■ **ZU ERLEDIGENDE AUFGABE**
Beantworte mithilfe des Lesetexts unten die folgenden Fragen.
(a) In welchem Berliner Stadtteil lebt Johanna im Jahr 1967?
(b) In welchem Berliner Stadtteil lag die Wohnung, die Vanessa gekündigt wurde?
(c) Welche Zeit nimmt den Hauptteil des Romans ein?

■ **LESETEXT**
/---

2.) 1967: Johanna, mittlerweile alt, verwitwet und allein in Berlin Dahlem lebend, erinnert sich an ihre Zeit als Schriftstellerin und versucht mit einem neuen Roman an ihren Erfolgsroman aus der Heilstättenzeit 1907/1908 anzuknüpfen.

3.) 2020: Vanessa, eine Urenkelin Johannas, zieht es nach Beelitz ins Creative Village. Ihre Wohnung in Berlin Kreuzberg wurde ihr gekündigt. Sie erhofft sich eine neue und billigere Bleibe in Beelitz.

Den Hauptteil des Romans nimmt die Zeit um 1907/1908 ein, das Aufeinandertreffen von Anna und Johanna und den zu dieser Zeit angesagten Hype um Okkultismus und insbesondere um das Heraufbeschwören der Seelen von Verstorbenen. Der Leser erlebt Seancen mit, wird Zeuge von geisterhaften Erscheinungen, ausgelöst durch die Anwesenheit der überaus religiösen Anna.

\---

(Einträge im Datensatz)

/---

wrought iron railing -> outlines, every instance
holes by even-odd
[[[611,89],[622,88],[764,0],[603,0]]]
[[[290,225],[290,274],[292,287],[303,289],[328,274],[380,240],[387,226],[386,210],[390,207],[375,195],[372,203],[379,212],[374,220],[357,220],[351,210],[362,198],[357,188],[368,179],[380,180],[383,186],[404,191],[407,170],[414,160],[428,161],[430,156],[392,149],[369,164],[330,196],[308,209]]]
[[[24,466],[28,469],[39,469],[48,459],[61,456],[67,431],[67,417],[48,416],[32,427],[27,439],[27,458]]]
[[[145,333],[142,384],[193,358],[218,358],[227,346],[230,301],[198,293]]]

\---

■ **ANTWORT ZUR AUFGABE**
(a) In Berlin Dahlem.
(b) In Berlin Kreuzberg.
(c) Die Zeit um 1907/1908.